Alex asked what I thought of The Bible Project’s telling of the biblical story in this video. The video is called a “New Testament Overview”, but really it’s a lively, line-drawn, animated presentation of the “epic complicated story of God’s covenant partnership with Israel and all humanity”. The point is pressed that both parts of the Bible tell “one unified story that leads to Jesus”. The Old Testament offers “core themes” and “plot conflict” arranged in “design patterns”—everything you need to make sense of the story to follow. The drama is worked out in three acts, a pattern which is repeated in the literary structure of the New Testament. You can watch it here or a larger version on YouTube.
Act 1: God and humanity. Humans are created as God’s partners in ruling the world but they are foolish and rebel and are exiled from the garden temple of Eden. There is a downward spiral of violence and oppression leading to the “big, bad city of Babylon”. But God loves the world and its foolish humans and sets in motion a rescue plan, promising the eventual arrival of a “new human who will destroy the evil that has lured us into self-destruction” (Gen. 3:15).

> Request
Rewrite the passage on the New Testament overview video, starting at "Alex asked what" and ending at "version on YouTube.", with "lively" changed to "vivid". The records after this text have no part in the work.

> Listed records
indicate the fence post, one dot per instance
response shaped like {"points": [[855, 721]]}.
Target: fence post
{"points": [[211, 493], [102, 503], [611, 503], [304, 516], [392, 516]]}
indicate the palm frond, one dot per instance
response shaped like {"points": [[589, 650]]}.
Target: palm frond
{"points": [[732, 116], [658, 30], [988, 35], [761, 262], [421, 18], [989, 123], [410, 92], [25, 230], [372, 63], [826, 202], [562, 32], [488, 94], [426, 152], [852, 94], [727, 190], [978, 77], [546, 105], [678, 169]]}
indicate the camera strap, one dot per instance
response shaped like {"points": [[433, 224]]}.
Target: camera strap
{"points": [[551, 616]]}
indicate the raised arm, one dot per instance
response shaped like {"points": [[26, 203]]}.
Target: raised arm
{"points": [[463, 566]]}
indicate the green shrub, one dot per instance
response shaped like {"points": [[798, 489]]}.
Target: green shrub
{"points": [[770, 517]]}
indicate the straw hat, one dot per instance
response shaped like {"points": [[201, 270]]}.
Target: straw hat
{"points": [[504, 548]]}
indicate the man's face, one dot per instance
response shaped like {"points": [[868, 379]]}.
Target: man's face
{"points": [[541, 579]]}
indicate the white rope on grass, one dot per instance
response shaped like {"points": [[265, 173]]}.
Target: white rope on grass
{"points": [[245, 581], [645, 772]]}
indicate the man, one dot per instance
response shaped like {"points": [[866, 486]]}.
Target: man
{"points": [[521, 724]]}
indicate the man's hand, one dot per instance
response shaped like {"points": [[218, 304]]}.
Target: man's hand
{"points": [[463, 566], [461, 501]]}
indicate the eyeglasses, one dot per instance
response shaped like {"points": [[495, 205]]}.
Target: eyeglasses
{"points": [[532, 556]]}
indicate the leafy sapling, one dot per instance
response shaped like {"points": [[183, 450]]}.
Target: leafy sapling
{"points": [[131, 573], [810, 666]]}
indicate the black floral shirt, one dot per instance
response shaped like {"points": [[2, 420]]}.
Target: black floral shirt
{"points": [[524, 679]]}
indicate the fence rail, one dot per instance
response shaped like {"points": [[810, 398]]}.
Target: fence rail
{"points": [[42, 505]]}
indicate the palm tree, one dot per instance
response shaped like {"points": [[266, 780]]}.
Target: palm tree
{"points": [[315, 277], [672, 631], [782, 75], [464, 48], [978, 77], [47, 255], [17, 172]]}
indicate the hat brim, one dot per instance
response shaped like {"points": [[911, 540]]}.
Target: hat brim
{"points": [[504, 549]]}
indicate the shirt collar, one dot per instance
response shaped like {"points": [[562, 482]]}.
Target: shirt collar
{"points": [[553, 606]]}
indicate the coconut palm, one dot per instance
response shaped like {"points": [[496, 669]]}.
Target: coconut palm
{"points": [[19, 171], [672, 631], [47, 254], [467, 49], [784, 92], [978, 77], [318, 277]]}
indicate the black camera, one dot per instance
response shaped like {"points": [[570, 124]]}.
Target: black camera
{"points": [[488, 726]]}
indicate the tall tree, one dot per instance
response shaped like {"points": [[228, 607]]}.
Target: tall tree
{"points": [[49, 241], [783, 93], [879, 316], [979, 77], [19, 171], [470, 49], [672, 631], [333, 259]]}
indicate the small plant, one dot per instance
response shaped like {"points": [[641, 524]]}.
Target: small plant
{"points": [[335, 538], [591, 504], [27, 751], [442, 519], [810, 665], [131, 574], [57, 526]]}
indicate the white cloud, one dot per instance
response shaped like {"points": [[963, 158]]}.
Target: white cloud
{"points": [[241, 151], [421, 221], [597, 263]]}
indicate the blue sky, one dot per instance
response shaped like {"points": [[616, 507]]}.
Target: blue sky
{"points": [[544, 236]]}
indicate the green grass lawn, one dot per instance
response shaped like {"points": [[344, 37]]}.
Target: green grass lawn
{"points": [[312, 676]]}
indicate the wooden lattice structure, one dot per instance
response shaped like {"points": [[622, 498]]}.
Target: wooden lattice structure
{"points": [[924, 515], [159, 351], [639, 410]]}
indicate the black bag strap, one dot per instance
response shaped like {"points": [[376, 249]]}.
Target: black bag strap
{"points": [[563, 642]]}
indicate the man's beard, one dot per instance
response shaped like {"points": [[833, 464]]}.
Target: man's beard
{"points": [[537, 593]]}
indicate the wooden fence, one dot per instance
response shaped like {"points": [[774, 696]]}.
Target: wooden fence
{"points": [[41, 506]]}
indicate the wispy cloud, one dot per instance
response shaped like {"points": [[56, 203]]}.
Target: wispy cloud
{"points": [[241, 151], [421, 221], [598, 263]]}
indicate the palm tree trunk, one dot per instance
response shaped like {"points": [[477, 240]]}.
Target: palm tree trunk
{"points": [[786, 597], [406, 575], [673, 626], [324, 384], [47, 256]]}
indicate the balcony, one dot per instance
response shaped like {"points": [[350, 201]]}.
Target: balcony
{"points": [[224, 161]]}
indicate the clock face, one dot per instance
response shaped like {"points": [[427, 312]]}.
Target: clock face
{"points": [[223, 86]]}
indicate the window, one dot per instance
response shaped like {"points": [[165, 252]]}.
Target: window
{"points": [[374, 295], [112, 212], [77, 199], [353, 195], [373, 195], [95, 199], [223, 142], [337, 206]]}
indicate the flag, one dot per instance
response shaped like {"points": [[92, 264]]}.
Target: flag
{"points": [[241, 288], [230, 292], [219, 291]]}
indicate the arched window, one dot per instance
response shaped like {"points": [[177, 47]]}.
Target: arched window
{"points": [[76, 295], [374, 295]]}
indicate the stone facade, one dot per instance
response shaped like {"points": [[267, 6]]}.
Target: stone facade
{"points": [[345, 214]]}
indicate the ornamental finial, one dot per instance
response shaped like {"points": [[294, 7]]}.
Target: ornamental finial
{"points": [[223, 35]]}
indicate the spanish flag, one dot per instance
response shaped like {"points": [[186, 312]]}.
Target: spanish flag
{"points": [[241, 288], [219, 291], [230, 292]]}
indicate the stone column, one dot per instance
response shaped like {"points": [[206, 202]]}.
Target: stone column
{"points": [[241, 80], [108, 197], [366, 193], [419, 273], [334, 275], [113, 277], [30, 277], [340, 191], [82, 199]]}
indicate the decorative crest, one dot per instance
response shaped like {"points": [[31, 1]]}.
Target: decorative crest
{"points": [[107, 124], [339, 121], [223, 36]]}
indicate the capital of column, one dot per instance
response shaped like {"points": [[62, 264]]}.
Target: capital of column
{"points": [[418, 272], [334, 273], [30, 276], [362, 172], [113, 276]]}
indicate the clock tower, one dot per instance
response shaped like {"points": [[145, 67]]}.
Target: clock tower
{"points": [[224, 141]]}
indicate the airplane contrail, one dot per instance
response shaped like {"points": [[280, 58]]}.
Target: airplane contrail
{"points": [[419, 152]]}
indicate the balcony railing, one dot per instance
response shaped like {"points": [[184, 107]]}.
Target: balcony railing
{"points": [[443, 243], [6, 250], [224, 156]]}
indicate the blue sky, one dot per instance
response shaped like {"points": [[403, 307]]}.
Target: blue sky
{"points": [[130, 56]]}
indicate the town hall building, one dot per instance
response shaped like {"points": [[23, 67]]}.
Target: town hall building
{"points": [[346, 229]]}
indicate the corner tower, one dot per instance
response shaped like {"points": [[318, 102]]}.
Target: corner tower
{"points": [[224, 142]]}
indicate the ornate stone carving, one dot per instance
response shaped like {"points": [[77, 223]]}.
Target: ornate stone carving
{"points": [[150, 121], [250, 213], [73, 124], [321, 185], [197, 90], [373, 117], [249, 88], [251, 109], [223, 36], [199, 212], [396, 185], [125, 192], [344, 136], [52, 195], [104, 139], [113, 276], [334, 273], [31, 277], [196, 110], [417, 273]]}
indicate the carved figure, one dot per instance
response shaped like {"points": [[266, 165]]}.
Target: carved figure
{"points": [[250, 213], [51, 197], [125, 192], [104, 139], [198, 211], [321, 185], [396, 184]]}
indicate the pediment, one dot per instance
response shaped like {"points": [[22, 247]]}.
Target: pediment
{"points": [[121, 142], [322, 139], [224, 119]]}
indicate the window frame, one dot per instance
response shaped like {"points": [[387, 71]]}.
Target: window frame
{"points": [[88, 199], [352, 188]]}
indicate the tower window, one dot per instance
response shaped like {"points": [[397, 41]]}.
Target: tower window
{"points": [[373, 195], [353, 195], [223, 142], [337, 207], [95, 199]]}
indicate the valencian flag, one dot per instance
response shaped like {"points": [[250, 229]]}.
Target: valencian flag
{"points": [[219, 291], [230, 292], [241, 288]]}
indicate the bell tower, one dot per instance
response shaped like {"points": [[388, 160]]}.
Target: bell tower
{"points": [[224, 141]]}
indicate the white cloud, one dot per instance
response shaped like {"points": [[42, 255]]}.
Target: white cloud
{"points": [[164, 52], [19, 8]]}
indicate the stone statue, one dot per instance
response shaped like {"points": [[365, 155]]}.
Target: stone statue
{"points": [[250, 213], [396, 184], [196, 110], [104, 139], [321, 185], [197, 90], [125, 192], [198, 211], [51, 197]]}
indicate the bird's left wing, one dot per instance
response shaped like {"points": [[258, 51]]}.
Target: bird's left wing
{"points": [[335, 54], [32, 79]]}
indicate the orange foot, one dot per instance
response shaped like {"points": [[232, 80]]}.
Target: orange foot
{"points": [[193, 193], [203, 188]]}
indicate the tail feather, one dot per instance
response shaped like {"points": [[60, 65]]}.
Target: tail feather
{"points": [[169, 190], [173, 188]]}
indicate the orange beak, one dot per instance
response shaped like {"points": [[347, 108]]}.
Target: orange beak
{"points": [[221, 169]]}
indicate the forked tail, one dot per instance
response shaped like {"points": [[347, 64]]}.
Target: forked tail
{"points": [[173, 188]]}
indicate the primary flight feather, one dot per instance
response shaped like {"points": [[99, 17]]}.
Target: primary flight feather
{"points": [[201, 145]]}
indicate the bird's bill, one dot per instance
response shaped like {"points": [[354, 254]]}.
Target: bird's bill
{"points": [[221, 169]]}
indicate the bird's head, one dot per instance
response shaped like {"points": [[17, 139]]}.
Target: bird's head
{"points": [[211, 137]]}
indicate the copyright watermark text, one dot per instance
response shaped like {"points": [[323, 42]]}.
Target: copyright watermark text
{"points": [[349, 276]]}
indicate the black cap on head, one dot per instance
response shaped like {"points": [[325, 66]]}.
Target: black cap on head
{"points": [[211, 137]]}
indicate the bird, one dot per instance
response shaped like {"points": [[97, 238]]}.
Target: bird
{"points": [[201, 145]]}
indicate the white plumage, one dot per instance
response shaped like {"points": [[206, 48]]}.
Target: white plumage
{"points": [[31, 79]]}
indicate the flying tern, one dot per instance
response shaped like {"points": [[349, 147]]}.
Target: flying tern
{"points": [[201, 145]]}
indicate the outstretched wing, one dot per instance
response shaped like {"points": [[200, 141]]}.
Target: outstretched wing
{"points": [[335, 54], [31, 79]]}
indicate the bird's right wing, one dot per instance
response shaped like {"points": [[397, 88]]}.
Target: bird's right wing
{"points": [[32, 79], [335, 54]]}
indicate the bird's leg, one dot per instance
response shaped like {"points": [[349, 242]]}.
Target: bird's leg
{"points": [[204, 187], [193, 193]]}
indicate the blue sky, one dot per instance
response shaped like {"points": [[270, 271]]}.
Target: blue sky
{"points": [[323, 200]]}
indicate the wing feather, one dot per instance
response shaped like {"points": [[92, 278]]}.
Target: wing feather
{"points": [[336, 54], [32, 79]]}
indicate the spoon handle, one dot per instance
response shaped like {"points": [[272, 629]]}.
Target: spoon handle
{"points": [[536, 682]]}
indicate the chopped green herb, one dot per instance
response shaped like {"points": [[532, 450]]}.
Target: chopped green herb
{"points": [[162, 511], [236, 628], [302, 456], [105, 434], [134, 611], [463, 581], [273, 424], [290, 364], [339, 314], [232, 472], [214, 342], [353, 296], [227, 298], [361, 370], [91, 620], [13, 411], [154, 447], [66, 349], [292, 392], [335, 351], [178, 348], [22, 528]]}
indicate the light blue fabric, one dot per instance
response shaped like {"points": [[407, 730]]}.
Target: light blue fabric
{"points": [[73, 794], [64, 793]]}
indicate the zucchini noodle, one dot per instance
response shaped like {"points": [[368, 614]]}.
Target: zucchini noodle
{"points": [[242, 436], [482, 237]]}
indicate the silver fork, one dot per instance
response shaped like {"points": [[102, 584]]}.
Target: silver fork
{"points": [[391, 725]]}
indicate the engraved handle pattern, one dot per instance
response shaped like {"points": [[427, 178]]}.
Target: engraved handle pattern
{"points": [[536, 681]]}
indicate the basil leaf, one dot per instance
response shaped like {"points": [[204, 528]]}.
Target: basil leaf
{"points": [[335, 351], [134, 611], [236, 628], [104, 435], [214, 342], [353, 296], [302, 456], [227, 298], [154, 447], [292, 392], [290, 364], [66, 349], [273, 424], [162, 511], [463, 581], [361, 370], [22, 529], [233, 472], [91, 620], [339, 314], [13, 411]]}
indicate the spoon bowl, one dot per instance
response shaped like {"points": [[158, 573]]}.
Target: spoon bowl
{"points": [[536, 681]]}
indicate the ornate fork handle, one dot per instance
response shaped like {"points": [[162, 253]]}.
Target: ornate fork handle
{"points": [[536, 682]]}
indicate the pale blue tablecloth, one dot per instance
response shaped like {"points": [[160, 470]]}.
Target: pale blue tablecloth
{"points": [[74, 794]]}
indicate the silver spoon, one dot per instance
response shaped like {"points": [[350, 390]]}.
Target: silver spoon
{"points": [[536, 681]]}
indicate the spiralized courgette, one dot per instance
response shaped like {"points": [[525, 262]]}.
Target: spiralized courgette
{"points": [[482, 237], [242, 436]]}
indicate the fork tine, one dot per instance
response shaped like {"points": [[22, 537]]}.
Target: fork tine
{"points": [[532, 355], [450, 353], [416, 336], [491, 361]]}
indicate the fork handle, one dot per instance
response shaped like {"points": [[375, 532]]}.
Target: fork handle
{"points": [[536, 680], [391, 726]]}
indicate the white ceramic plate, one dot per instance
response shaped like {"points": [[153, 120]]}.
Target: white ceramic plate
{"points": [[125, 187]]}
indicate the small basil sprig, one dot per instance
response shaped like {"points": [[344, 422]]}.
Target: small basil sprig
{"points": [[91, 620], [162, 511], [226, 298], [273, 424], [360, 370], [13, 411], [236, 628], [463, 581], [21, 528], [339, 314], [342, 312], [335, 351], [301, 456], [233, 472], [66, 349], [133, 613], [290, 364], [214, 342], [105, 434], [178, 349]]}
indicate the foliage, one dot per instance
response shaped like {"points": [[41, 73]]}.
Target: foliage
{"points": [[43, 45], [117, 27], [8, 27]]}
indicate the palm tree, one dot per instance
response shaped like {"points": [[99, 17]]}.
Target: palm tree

> Full answer
Alex asked what I thought of The Bible Project’s telling of the biblical story in this video. The video is called a “New Testament Overview”, but really it’s a vivid, line-drawn, animated presentation of the “epic complicated story of God’s covenant partnership with Israel and all humanity”. The point is pressed that both parts of the Bible tell “one unified story that leads to Jesus”. The Old Testament offers “core themes” and “plot conflict” arranged in “design patterns”—everything you need to make sense of the story to follow. The drama is worked out in three acts, a pattern which is repeated in the literary structure of the New Testament. You can watch it here or a larger version on YouTube.